*PROBLEM DESCRIPTION*:
Reproduce the full set of records that follow, exactly as shown.

*AVAILABLE RECORDS*:
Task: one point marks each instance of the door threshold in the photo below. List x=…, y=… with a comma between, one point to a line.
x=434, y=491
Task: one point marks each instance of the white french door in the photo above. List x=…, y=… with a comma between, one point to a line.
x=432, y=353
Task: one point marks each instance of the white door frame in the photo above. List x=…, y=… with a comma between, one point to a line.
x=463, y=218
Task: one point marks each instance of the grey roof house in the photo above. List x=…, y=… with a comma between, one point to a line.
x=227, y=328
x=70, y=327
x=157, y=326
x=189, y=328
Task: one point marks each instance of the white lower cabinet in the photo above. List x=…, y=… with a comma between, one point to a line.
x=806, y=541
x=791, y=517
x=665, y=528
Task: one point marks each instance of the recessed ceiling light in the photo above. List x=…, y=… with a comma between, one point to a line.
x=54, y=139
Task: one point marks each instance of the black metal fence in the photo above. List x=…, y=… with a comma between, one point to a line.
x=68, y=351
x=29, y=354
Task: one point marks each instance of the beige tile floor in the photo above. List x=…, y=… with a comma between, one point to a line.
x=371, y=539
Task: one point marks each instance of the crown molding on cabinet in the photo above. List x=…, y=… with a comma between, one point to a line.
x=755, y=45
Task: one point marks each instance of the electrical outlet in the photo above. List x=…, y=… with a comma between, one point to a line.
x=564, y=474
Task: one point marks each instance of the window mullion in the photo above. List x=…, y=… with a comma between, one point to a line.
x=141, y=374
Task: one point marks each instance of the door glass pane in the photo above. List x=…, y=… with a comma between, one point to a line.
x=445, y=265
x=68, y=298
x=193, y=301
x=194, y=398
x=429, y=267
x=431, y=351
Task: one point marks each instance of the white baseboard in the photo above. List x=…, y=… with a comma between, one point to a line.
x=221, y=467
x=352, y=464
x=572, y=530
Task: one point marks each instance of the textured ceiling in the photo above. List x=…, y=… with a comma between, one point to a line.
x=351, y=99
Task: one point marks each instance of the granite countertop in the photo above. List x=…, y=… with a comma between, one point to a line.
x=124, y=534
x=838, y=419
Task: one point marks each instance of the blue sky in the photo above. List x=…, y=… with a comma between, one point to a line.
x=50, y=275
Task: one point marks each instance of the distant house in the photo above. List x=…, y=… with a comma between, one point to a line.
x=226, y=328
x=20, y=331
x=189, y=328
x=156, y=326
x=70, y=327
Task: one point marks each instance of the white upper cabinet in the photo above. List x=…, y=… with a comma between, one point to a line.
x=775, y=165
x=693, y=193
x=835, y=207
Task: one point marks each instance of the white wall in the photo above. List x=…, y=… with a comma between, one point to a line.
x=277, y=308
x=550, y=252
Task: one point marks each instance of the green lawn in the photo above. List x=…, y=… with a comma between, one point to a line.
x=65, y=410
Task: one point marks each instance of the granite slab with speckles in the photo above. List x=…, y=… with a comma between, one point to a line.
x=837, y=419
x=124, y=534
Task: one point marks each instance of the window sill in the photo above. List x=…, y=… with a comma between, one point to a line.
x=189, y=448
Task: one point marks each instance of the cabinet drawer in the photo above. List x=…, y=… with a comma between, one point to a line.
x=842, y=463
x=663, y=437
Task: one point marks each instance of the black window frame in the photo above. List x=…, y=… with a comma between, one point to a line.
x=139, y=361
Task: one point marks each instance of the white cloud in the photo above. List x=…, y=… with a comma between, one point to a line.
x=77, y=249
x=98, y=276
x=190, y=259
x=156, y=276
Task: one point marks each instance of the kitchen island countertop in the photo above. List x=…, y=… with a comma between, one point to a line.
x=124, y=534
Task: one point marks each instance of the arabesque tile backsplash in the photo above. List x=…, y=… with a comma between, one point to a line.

*YOUR SOLUTION*:
Task: one point marks each instance of the door threshold in the photo below. List x=…, y=… with a comma between, one point to a line.
x=434, y=491
Task: one point marks each instance of the white french door in the photo above. List x=…, y=… with a comma between, one point to a line.
x=432, y=353
Task: one point marks each instance of the white door frame in the photo above. List x=…, y=… with a comma between, one point to a line.
x=463, y=218
Task: one point marks each instance of the grey roof house in the photo above. List x=…, y=… with a comma between, one point to a line.
x=227, y=328
x=70, y=327
x=157, y=326
x=189, y=328
Task: one point marks each instance of the white lower cabinet in the photo above. List x=…, y=… with a comma between, one point to a line.
x=806, y=541
x=791, y=517
x=665, y=528
Task: one point marks each instance of the recessed ceiling light in the photo above. List x=…, y=… with a comma between, one point to a line.
x=54, y=139
Task: one point marks each instance of the black metal fence in the photo above. List x=…, y=… with a comma between, one point to a line.
x=68, y=351
x=29, y=354
Task: one point marks each instance of the beige tile floor in the photo above. List x=…, y=… with a comma between, one point to a line.
x=371, y=539
Task: one point marks each instance of the crown molding on cabinet in the photo above. List x=…, y=… with a comma between, one point to a line.
x=755, y=45
Task: one point marks each instance of the electrical outlet in the photo above. List x=…, y=… with a comma between, one point to a line.
x=564, y=474
Task: one point marks each instance of the window mullion in the photo above. List x=…, y=… with a comma between, one point to a line.
x=141, y=374
Task: one point marks each instance of the door glass pane in the photo above. List x=…, y=… with a comma between, one point to a line.
x=445, y=265
x=68, y=298
x=193, y=301
x=194, y=398
x=429, y=267
x=431, y=351
Task: one point marks each instance of the white baseboard in the photo above. List x=…, y=… with a comma between, one point to a line.
x=221, y=467
x=352, y=464
x=572, y=530
Task: one point marks each instance of the textured ceiling in the photo above. List x=…, y=… with a comma between, one point to a line.
x=351, y=99
Task: one point marks each instance of the granite countertop in the photo above. List x=…, y=… with a comma between, one point to a line.
x=124, y=534
x=838, y=419
Task: one point marks each instance of the blue sky in the photo above. List x=…, y=… with a comma between, one point to a line.
x=50, y=275
Task: one point marks each instance of the distant house in the photo above. List x=…, y=… with a comma between, one point to a line.
x=226, y=328
x=20, y=331
x=189, y=328
x=156, y=326
x=70, y=327
Task: one point marks each instance of the white upper cabinet in the photo above. List x=…, y=… with a comma between, one point to a line.
x=775, y=165
x=693, y=193
x=835, y=207
Task: one point marks each instance of the white wall in the photo above. List x=…, y=… with a comma between, one point to a line.
x=277, y=308
x=550, y=252
Task: one point marks each instance of the green lawn in the photo above. List x=…, y=… with a comma between, one point to a line.
x=65, y=410
Task: one point marks each instance of the granite slab with speckles in the photo above. List x=…, y=… with a comma between, one point to a line.
x=837, y=419
x=124, y=534
Task: one point marks each instance of the window sill in the photo above. List x=…, y=… with a comma between, one point to a line.
x=189, y=448
Task: one point marks each instance of the cabinet drawer in the photo above. List x=…, y=… with a comma between, one point to a line.
x=842, y=463
x=663, y=437
Task: one point marks each instance of the black window frame in the photo above. List x=…, y=… with a comma between, one point to a line.
x=139, y=361
Task: one point marks each instance of the white cloud in the photo above. List x=…, y=… with a comma between, one point to a line.
x=77, y=249
x=98, y=276
x=190, y=259
x=156, y=276
Task: one point marks each instance of the kitchen island countertop in the photo above. List x=…, y=… with a comma between, one point to a line.
x=124, y=534
Task: one point marks each instance of the arabesque tile backsplash in the photo above. List x=…, y=… with a comma between, one point to a line.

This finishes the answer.